= EXCERPT =
________________________
My first impression, which fortunately did not change throughout the course of the meal, was positive. In my prior visit, I had found the overall decoration of the room to be too much like a luxurious hotel ballroom, which in fact it is. The decorator had tried his best to hide this with a few gimmicks, but the overall result, well, was not convincing. My conclusion may have been shared by the management too as, instead of hiding the fact that this room is essentially a ballroom, they have decided not to hide its essential nature but tried to balance the gilded/luxurious elements with contemporary motives, such as well chosen wood paneling depicting a stylish and anonymous man and woman, quite avant-garde but very comfortable chairs, wall to wall carpeting with geometrical designs, etc. In addition, some original sterling silver sculptures, designed by Folon, decorated each table and added a sense of contemporary chic. In short, in the new dining room which had received a successful face-lift, the old and the new coexisted in fine harmony.
The same can be said about the cooking style. In fact, I always associate Ducasse with a certain Cartesian cum Baroque tradition in the sense that, among the notable chefs of the time, he is probably the one most concerned with harmony and symmetry and excellence in the details of execution, and, at the same time, his traditional dishes in his Parisian temples tend to be quite elaborate and display a sense of grandeur. To some, such qualities may denote a lack of originality and perhaps may border on being boring. But close attention to his dishes reveals extraordinary qualities. Especially the most successful dishes one can get in Paris or Monaco at Louis XV reveal a certain subtlety and attention to detail which flirts with perfection. These dishes are quite complex and attempt to balance several tastes, but the combinations are well thought out and never fussy or random. That is, typical Ducasse dishes try to bring out the inherent intricacies of the main ingredient by associating it with several complementary tastes and the resulting marriage is symbiotic in two senses of the term. First, when the association is successful, the inherent qualities of the main ingredient shine through. Second, when the secondary ingredients respond well to the center ingredient, these more “pedestrian” ingredients, such as a crunchy cabbage or a potato, somehow gain in status and, although they remain supporting actors, they significantly enhance our culinary pleasure without stealing the show. Last but not least, the different elements of the dish are bound together by intense sauces, which are chef d’oeuvres in themselves, as they give no concessions to the dictates of market place and contemporary fads. No shortcuts are taken and honestly after tasting some classical dishes at Ducasse one feels both a nostalgia for la belle époque and also a sense of spiritual bonding with the gourmets of the generations long gone.
________________________
According to the restaurant review, why are the intense sauces in Ducasse's dishes called "chef d'oeuvres in themselves"? Answer in one to three sentences. The entries play no part in this work.
________________________
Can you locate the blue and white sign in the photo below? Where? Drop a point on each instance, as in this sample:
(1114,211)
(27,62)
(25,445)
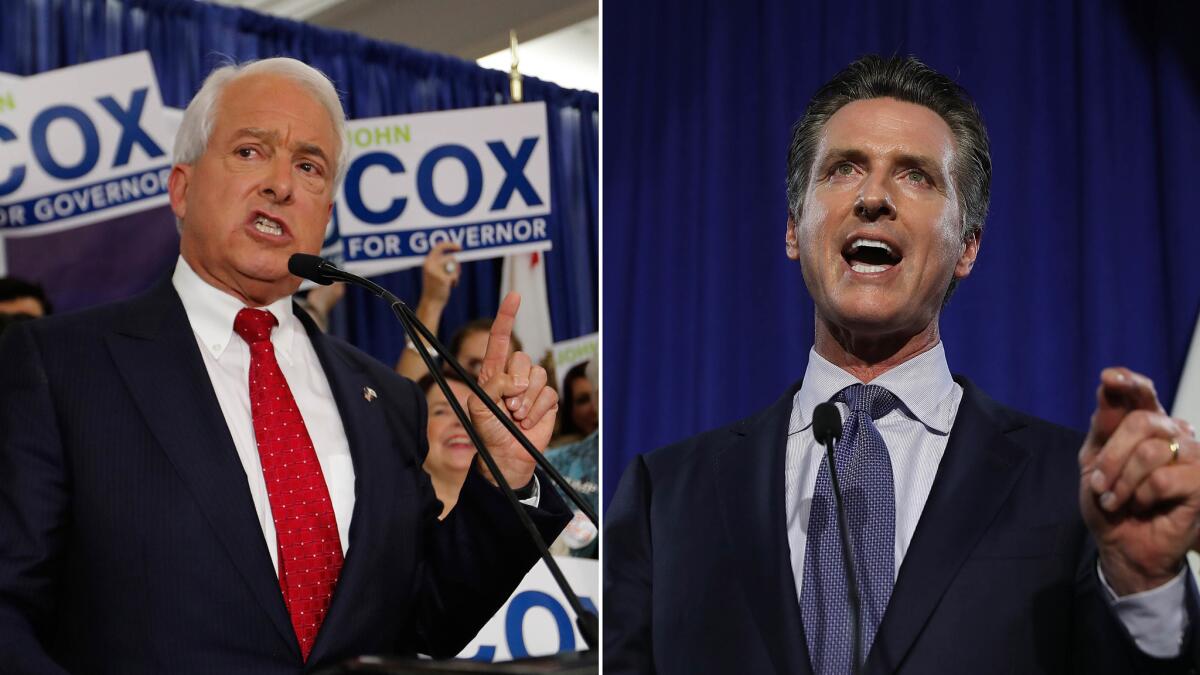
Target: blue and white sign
(477,177)
(537,620)
(82,144)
________________________
= ANSWER IN FULL =
The review calls the sauces masterpieces because they make no concessions to the dictates of the marketplace or to contemporary fads. No shortcuts are taken in making them.